◆ **Things to do**
(A) From the essay on the Left and the 9/11 hearings, extract the passage starting with "Barbara Bush, a" and going on through "Daily Briefing (PBD)?".
(B) In the essay on the Left and the 9/11 hearings, who said that the most potent weapon of the oppressor is the mind of the oppressed?
(C) Proceed with the essay on the Left and the 9/11 hearings, picking up right after its final sentence.

◆ **Source excerpt**
§ §
The Left Attacks from the Right

By MICKEY Z.

"Why should we hear about body bags and deaths and how many, what day it's gonna happen? It's not relevant. So why should I waste my beautiful mind on something like that?"

-Barbara Bush, on ABC/Good Morning America, March 18, 2003

Barbara Bush, a woman responsible for the profound observation that "war is not nice," may perceive her mind as beautiful...but it's more of a state of mind she's talking about (and the concept of beauty need not apply).

As South African activist Steven Biko said: "The most potent weapon of the oppressor is the mind of the oppressed" and this mindset of denial pervades both Right and Left these days. How else can we explain all the beautiful minds bestowing importance upon doublespeaking distractions like the 9/11 Commission hearings and the infamous August 6, 2001 Presidential Daily Briefing (PBD)?

Even if we were to assume for a moment that Richard Clarke was telling the truth, there is absolutely no reason why his book or testimony should offer any solace to the Left. Blaming Bush in an election year is convenient but hardly relevant...and to support Clarke is to support more military and less civil rights. It is support for pre-emptive strikes and increased power to U.S. secret police. Somehow, this hasn't stopped lefties from exploiting the hearings to push their Anyone-But-Bush (ABB) agenda.

Writing in The Nation, John Nichols narrows the 9/11 focus down to Condoleeza Rice being asked about "the title of President (sic) Bush's daily briefing document for August 6, 2001." Nichols explains: "After several inept attempts to avoid the question, Rice finally answered, 'I believe the title was, 'Bin Laden Determined to Attack Inside the United States.'"

Fellow Nation writer, David Corn jumped on the same issue: "Rice's handling of this dicey topic undermines her credibility," he wrote (as if she ever had credibility in genuinely progressive quarters). "In May 2002, the White House, responding to a CBS News report, acknowledged that Bush had received this PDB and that the briefing had noted that bin Laden was interested in hijacking aircraft. This news caused a brief media and political frenzy. Had Bush ignored a warning that 9/11-like attacks were coming?"

At Alternet, where the ABB mindset has effectively forced out any opposing viewpoints, David J. Sirota, Christy Harvey, and Judd Legum scold the Bush White House for not endorsing "F.B.I. requests for $58 million for 149 new counterterrorism field agents, 200 intelligence analysts and 54 additional translators" and vetoing "a request to divert $800 million from missile defense into counterterrorism."

These beautiful minds seem to have forgotten that calling oneself a progressive usually requires one to espouse progressive viewpoints. In their frenzy to assail Republicans, some on the Left are actually attacking Bush from the right. This beautiful mindset makes it possible for purported progressives to hate Bush for going overboard after 9/11 and hate him for not going overboard before 9/11.

Convenient, huh?
§ §
◆ **Excerpted records**

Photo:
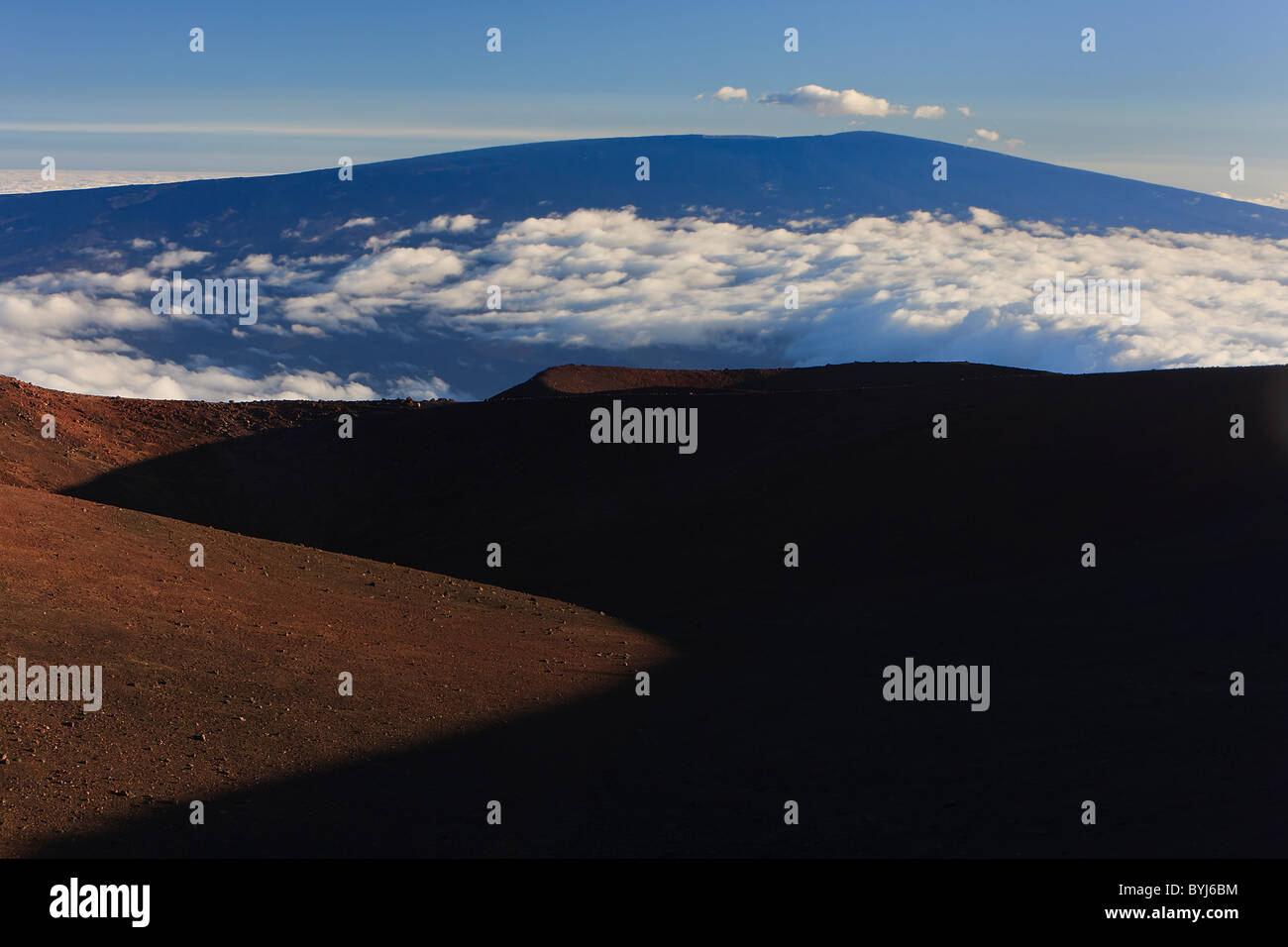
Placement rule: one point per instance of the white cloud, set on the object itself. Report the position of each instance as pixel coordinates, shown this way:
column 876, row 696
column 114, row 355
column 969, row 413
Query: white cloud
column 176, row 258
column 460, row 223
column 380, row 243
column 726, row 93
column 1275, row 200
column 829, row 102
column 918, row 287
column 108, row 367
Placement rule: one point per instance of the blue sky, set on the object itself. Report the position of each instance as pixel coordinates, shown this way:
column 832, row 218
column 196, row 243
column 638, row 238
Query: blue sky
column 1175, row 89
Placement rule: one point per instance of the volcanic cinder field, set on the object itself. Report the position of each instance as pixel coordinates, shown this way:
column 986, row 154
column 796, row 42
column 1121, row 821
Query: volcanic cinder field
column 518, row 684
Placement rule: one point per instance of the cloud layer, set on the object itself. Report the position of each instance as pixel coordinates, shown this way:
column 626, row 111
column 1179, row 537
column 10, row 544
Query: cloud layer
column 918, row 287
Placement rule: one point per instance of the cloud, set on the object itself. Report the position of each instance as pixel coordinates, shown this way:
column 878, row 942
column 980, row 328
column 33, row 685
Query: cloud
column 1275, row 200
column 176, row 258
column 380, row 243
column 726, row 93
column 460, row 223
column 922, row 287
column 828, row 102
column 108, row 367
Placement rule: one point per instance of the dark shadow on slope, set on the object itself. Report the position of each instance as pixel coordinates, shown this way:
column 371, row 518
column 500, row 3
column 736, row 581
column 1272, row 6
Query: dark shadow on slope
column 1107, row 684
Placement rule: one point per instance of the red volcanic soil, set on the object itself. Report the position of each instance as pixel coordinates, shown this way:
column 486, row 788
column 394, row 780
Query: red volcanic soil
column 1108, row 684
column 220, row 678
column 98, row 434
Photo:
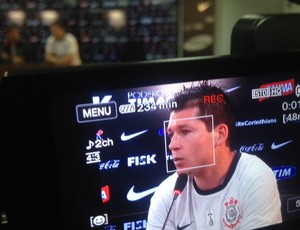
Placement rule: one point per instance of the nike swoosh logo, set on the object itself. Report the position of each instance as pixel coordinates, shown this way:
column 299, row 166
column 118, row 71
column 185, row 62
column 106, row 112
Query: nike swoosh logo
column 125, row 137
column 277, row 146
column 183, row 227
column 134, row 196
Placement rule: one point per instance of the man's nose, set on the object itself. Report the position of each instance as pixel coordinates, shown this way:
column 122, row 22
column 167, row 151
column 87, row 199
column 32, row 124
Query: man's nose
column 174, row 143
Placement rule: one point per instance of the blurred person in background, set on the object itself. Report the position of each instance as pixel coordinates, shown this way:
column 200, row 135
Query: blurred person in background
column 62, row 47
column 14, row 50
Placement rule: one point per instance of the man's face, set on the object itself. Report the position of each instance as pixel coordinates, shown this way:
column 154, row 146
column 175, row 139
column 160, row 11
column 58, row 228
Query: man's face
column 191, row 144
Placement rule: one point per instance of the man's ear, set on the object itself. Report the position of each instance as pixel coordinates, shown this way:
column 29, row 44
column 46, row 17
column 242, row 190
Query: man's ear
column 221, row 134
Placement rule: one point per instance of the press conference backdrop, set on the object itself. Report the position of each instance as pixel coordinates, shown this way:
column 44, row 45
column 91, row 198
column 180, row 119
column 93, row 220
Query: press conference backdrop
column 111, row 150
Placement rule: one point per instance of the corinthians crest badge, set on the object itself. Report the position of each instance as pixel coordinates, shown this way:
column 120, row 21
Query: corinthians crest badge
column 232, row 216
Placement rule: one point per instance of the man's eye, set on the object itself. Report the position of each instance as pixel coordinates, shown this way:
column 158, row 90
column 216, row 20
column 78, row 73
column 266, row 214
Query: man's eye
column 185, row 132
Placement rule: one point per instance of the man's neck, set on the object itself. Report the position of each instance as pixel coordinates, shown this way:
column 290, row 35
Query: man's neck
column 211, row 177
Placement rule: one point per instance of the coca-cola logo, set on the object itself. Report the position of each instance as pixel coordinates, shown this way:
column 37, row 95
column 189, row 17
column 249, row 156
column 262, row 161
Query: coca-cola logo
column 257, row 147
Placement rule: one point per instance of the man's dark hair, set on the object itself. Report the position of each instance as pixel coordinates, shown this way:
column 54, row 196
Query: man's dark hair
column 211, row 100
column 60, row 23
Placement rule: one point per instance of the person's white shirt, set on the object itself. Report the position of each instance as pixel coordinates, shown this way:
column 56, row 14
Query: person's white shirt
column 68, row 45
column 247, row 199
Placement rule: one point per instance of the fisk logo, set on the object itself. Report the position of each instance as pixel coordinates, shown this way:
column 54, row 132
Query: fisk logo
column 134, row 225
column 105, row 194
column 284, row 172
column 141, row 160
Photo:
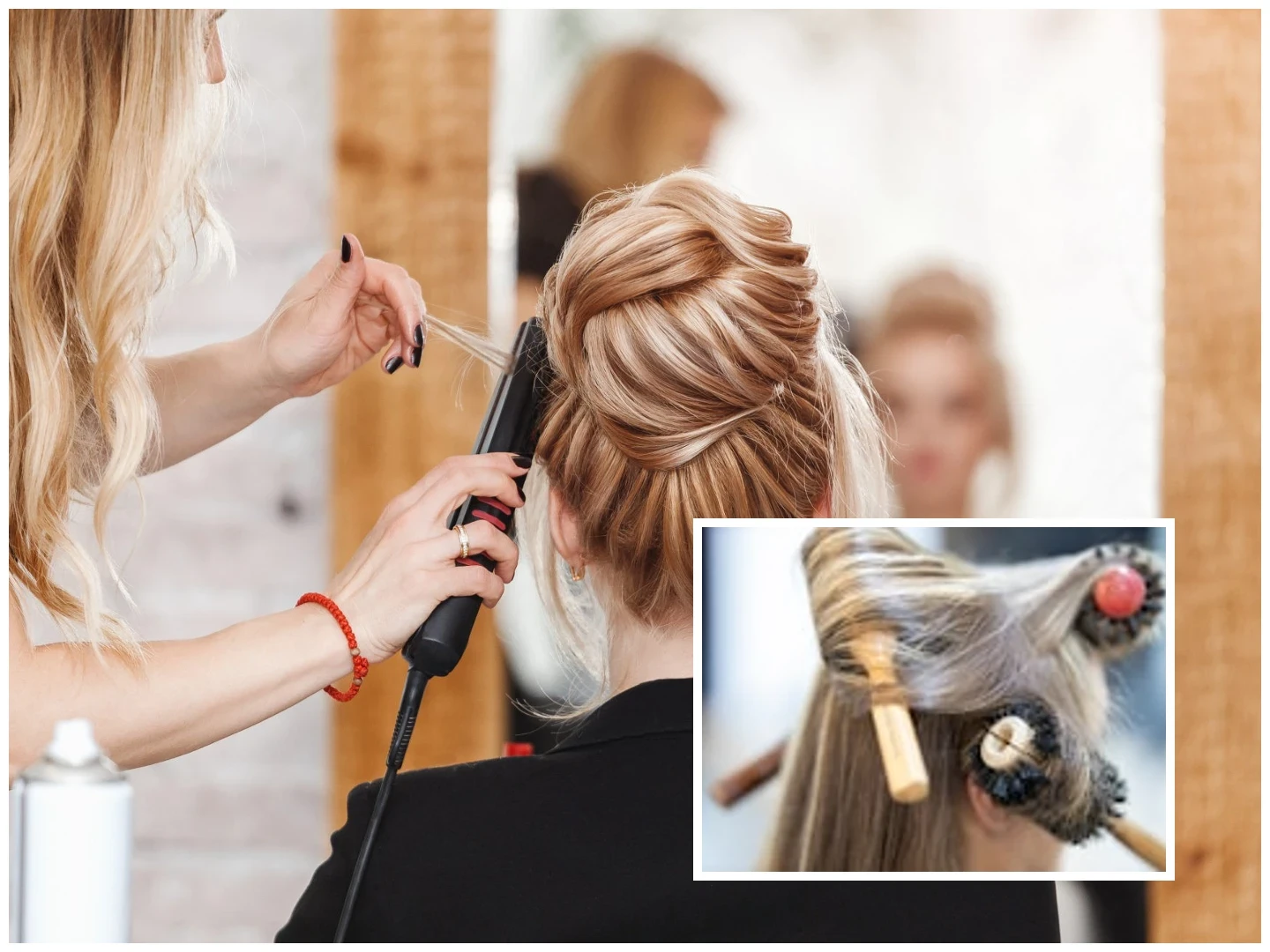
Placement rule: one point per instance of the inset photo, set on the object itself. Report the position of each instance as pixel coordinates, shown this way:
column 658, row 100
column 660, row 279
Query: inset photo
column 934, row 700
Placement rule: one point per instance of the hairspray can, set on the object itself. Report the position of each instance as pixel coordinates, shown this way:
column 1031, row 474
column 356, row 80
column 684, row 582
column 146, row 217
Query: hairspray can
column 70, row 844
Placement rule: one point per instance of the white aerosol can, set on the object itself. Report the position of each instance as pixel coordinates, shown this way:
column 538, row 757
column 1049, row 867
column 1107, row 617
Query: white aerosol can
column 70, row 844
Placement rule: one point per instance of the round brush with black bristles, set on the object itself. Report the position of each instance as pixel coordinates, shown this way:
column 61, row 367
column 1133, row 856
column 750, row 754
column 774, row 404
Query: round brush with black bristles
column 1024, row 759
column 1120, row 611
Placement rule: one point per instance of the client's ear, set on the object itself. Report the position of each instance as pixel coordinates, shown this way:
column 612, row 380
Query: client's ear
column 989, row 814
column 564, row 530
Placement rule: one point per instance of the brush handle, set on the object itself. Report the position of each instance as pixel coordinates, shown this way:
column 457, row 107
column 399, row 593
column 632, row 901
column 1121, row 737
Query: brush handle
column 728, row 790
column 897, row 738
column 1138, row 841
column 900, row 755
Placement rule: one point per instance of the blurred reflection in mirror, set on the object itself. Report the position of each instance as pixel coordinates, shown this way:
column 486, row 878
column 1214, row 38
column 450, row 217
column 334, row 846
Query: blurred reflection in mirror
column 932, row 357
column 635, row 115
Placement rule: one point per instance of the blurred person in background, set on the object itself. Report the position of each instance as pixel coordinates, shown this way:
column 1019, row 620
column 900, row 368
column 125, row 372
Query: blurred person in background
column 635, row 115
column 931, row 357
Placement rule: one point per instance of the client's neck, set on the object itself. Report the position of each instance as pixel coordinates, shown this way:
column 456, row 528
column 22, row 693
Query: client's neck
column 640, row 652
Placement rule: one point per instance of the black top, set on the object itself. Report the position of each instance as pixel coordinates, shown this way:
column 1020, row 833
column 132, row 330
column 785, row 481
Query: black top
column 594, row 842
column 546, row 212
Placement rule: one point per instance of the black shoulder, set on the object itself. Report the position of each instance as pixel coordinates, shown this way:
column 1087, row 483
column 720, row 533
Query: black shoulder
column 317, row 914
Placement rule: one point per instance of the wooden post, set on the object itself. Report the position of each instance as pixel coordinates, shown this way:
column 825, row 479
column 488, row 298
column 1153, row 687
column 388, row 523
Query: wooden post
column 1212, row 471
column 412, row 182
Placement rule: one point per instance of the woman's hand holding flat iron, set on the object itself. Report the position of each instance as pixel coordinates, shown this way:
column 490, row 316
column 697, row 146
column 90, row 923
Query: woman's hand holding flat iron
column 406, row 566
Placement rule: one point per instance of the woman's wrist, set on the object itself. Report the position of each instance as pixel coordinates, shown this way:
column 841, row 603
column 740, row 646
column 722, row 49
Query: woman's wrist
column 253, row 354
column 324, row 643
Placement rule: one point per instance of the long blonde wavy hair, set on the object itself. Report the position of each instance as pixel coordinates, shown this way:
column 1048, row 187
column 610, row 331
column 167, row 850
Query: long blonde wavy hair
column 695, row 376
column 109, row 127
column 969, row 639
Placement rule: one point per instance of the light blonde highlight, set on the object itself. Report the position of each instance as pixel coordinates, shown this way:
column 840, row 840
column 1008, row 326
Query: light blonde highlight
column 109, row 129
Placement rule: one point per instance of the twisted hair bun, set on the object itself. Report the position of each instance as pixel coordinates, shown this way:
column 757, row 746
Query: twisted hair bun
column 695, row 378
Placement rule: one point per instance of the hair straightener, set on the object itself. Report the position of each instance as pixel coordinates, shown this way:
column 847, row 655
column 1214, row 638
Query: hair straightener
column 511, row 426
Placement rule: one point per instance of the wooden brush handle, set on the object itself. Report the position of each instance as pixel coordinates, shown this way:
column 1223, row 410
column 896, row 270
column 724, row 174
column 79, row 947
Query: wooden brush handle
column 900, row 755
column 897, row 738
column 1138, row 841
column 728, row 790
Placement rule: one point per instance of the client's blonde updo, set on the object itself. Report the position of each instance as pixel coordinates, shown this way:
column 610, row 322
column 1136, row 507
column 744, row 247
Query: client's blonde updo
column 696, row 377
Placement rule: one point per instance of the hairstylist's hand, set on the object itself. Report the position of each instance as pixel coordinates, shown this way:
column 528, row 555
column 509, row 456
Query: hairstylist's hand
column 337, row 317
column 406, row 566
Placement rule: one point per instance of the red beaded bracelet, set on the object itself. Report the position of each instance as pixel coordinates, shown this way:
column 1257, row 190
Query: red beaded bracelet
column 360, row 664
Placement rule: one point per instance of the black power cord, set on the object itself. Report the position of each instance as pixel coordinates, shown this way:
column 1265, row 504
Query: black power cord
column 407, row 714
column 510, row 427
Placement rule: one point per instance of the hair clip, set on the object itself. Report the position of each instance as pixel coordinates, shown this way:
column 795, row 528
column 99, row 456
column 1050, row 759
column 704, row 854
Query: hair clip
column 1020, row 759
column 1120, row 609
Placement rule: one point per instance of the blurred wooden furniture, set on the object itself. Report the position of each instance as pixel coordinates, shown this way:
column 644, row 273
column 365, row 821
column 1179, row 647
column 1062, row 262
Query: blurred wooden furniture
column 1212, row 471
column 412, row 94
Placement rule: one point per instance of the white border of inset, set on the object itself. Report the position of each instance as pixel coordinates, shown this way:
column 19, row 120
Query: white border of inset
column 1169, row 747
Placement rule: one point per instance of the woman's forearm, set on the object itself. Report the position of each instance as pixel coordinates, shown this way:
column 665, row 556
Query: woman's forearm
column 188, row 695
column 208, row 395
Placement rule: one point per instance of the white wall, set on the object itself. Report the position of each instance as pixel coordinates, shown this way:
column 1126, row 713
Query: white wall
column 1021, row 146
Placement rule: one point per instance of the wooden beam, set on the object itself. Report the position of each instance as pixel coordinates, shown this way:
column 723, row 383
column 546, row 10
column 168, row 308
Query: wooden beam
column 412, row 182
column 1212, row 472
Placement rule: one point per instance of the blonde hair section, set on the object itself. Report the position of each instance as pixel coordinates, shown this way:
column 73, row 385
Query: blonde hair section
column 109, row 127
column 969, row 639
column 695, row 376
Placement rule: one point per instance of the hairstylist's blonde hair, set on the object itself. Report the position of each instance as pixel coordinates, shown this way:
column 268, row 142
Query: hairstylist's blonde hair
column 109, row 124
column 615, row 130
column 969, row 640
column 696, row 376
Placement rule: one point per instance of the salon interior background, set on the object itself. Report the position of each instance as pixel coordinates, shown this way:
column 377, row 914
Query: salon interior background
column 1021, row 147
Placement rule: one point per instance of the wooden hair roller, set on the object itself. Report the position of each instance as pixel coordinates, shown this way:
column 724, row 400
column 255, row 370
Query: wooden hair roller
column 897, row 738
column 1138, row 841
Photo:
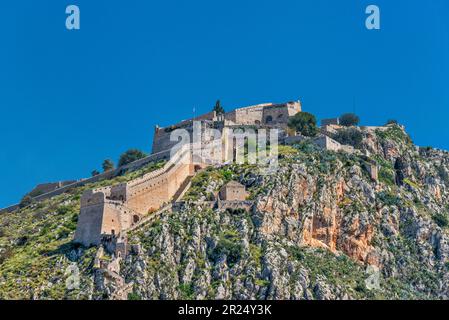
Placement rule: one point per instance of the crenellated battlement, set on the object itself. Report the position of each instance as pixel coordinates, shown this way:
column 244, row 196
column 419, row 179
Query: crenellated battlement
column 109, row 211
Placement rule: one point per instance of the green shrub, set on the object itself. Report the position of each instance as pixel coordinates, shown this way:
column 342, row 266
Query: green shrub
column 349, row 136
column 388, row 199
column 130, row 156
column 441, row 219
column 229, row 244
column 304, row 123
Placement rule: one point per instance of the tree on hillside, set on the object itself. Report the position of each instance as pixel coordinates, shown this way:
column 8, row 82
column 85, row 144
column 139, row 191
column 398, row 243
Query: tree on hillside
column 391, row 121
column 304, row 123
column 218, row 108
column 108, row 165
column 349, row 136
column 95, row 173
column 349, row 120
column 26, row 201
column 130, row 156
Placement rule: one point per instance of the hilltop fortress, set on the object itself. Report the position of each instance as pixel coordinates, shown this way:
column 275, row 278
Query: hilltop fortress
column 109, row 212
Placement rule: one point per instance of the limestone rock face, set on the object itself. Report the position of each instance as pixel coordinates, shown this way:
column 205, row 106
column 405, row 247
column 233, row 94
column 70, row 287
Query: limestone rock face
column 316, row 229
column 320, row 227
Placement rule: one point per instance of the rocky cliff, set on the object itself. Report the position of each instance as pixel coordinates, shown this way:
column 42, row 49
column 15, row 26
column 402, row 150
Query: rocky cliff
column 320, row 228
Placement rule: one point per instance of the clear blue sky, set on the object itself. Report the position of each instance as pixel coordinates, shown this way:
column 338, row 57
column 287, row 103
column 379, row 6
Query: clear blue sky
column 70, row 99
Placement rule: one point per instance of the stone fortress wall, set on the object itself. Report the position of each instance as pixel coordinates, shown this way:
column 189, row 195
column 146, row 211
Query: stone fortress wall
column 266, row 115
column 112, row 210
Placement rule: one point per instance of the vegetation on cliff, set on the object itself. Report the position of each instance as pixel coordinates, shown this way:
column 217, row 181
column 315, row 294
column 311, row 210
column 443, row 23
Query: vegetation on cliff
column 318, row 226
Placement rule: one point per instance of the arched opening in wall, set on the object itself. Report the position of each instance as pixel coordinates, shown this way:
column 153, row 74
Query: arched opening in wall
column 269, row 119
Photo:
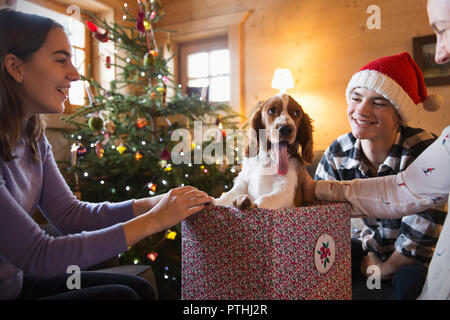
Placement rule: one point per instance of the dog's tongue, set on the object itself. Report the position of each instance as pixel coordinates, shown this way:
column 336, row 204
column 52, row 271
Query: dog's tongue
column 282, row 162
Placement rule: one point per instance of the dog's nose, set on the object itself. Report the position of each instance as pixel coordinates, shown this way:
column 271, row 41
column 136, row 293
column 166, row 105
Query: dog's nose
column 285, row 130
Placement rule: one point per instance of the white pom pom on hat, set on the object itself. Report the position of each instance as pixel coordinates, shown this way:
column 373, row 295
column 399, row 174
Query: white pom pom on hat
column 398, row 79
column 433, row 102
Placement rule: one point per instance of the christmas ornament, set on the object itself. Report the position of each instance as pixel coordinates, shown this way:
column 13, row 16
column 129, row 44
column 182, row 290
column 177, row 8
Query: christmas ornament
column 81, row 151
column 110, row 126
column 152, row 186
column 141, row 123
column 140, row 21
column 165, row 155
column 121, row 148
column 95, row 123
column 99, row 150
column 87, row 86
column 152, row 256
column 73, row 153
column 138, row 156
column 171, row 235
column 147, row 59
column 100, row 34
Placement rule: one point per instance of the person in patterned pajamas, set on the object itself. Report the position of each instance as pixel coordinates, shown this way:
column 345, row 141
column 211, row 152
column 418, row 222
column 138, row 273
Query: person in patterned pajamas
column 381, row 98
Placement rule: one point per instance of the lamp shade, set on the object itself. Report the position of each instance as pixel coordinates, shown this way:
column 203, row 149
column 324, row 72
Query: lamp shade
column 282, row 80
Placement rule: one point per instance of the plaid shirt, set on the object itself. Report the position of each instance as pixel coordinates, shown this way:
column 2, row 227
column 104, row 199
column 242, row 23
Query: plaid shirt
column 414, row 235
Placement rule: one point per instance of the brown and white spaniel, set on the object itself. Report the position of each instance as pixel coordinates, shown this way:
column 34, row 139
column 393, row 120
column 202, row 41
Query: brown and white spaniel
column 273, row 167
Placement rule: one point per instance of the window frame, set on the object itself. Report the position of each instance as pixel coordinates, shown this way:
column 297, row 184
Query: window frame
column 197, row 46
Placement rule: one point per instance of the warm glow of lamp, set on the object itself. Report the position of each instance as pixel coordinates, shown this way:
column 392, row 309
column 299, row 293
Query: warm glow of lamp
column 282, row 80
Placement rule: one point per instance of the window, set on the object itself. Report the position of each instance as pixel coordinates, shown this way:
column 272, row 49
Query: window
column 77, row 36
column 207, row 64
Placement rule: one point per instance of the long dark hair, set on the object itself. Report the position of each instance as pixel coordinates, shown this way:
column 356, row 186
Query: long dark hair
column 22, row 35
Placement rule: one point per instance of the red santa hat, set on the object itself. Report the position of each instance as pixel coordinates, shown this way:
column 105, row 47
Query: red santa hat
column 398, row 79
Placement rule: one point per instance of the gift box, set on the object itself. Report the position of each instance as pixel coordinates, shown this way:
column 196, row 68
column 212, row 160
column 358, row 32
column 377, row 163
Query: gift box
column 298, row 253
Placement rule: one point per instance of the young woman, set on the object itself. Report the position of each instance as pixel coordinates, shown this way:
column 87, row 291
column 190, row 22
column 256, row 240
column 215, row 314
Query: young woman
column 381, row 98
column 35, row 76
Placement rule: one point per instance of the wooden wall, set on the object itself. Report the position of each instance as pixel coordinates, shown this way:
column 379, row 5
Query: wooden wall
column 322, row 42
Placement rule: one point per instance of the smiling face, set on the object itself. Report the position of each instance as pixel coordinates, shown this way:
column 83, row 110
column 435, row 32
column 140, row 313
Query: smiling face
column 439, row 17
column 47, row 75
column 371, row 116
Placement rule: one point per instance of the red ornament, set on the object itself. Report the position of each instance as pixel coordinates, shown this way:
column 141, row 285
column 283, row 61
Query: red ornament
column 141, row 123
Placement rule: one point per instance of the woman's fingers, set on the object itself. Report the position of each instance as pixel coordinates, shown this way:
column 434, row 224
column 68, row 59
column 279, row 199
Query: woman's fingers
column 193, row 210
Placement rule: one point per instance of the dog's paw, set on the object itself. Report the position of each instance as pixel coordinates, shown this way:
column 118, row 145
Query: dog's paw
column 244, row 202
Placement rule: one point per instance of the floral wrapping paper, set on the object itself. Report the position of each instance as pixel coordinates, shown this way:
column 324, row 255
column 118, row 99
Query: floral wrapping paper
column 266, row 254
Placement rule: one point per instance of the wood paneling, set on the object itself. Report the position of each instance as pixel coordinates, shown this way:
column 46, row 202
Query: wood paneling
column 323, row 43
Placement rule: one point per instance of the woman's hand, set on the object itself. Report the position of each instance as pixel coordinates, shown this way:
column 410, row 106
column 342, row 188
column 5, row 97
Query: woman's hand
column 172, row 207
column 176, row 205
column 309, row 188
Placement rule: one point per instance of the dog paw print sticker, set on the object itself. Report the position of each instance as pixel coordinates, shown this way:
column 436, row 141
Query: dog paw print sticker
§ §
◆ **Exercise responses**
(A)
Barbara Bush, a woman responsible for the profound observation that "war is not nice," may perceive her mind as beautiful...but it's more of a state of mind she's talking about (and the concept of beauty need not apply).

As South African activist Steven Biko said: "The most potent weapon of the oppressor is the mind of the oppressed" and this mindset of denial pervades both Right and Left these days. How else can we explain all the beautiful minds bestowing importance upon doublespeaking distractions like the 9/11 Commission hearings and the infamous August 6, 2001 Presidential Daily Briefing (PBD)?

(B) South African activist Steven Biko.

(C)
Richard Clarke offered nothing of relevance at the hearings and time spent analyzing his testimony is essentially time wasted. The important questions were never asked...the important witnesses never called. Hands were wrung over Condi Rice but why would anyone expect her to provide any context or historical perspective? Why is it worth the time or effort to dissect her comments when, for example, Nobel Peace Prize winner (and Democrat) Jimmy Carter was nowhere to be found? Why not start by holding him accountable for U.S. actions in the late 70s that helped create the very terror networks (and blowback) Clarke feared? The Left will make hay over Bush's handling (or mishandling) of pre-9/11 warnings and make it an "issue" in the presidential race but who will demand answers from Zbigniew Brzezinski who, started the $6 billion effort at Carter's behest? When asked about this effort in 1998, Brzezinski replied: "What was more important...a few stirred-up Muslims or the liberation of Central Europe and the end of the Cold War?" Perhaps that group of 9/11 widows would like to ask the same question, but the Left is too busy frying Rice and burning Bush.

"The history of Afghanistan and the U.S. involvement in it provide a stark example of the costs of using countries as pawns and of elevating control of resources such as oil over human rights," writes Mark Zepezauer in his brilliant book, Boomerang. "The consequences, as we suddenly learned on September 11, have hit home."

The consequences hit home but the connections are not being made. The beautiful mindset wants John Kerry in the White House...not a history lesson on U.S. intervention in Afghanistan.

Speaking of Afghanistan, another offshoot of this let's-pretend approach is the much-trumpeted "movement" to oppose the occupation of Iraq while the U.S. taxpayer-subsidized occupation of Afghanistan garners little notice and, in case of subversives like Tim Robbins, is greeted with support. (Then there's always the occupation of North America...but I digress). Hell, some of today's radicals are even blaming Dubya for not going after Afghanistan before the planes hit the towers...as Richard Clarke might have preferred (even though 15 of the19 hijackers came from Saudi Arabia and none came from Afghanistan).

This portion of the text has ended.